____ PASSAGE TO READ

Small baby in a hospital

Trial cutting baby hospitalisations

A global trial has found that a new antibody treatment has the potential to significantly reduce baby hospitalisations.

An 80% reduction in hospitalisations can be achieved through protecting babies from a winter virus, with this coming thanks to the HARMONIE trial. The trial was conducted by the National Institute for Health and Care Research in collaboration with Sanofi and AstraZeneca, and involved 8,058 babies from the UK, France, and Germany. These babies were all under the age of 12 months and were approaching their first Respiratory Syncytial Virus (RSV) season.

As the leading cause of infant hospitalisation, RSV puts NHS resources under considerable pressure. More than 30,000 children under the age of five are hospitalised with RSV every year, with the virus also causing more than 20 and 30 infant deaths every year, this is due to some babies developing severe lung problems such as bronchiolitis and pneumonia.

________

- EXERCISE A -
According to the passage on the RSV antibody trial, how many babies were involved in the HARMONIE trial?
- EXERCISE B -
Decide whether each statement agrees with the passage on the RSV antibody trial: (i) The National Institute for Health and Care Research conducted the trial on its own. (ii) Every baby in the trial was under 12 months old. (iii) RSV is the leading cause of infant hospitalisation.
- EXERCISE C -
Continue the passage on the RSV antibody trial from its last sentence.
The stored items have no connection to the passage on the RSV antibody trial.

____ EXTRACTED MATERIAL

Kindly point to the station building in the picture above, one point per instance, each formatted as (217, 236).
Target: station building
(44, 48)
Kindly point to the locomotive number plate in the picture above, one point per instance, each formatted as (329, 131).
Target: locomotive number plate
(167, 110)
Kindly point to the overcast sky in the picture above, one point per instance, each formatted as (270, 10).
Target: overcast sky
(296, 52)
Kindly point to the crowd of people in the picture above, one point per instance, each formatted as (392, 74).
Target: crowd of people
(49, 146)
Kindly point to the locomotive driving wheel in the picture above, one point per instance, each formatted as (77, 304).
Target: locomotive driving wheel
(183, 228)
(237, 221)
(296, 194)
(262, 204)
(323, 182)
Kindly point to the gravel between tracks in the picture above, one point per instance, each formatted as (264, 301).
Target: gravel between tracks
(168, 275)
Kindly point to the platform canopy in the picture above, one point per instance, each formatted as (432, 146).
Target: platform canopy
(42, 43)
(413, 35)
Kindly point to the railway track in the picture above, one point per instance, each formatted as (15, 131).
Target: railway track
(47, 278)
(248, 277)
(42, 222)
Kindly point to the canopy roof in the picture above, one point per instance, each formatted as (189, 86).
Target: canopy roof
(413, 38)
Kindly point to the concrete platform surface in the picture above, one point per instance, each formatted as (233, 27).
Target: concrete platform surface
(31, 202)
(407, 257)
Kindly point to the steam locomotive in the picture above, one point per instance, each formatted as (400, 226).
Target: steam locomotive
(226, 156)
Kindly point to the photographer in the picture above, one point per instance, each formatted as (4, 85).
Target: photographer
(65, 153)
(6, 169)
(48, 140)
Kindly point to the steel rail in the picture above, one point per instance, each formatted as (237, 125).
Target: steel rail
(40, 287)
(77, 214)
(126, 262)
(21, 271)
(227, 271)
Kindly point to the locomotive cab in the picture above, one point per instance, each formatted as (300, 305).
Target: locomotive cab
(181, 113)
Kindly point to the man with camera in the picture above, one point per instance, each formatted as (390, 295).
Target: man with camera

________

- ANSWER BOX A -
8,058 babies from the UK, France, and Germany.

- ANSWER BOX B -
(i) No: "in collaboration with Sanofi and AstraZeneca"
(ii) Yes: "These babies were all under the age of 12 months"
(iii) Yes: "As the leading cause of infant hospitalisation"

- ANSWER BOX C -
NHE Static Quote trial

NIHR Director of Strategic Industry Relationships Dr Matthew Hallsworth said:

“HARMONIE is a fantastic example of industry and NIHR collaboration. NIHR was instrumental in delivering this study in both secondary and primary care across the country, with the first global participant recruited in a GP site in Nottingham. In addition, this study was the first commercial study that involved an NIHR Associate Principal Investigator, a scheme which encourages in-work training, building on practical experience for healthcare professionals starting their research career.”

The trial found that immediate protection against RSV can be given after a single dose of the nirsevimab antibody, with the potential to ease RSV infant hospitalisations by 83%, helping to ease pressures that the NHS faces over the winter period. Approval for the treatment has already been granted in the UK, with it also being considered for a national immunisation programme.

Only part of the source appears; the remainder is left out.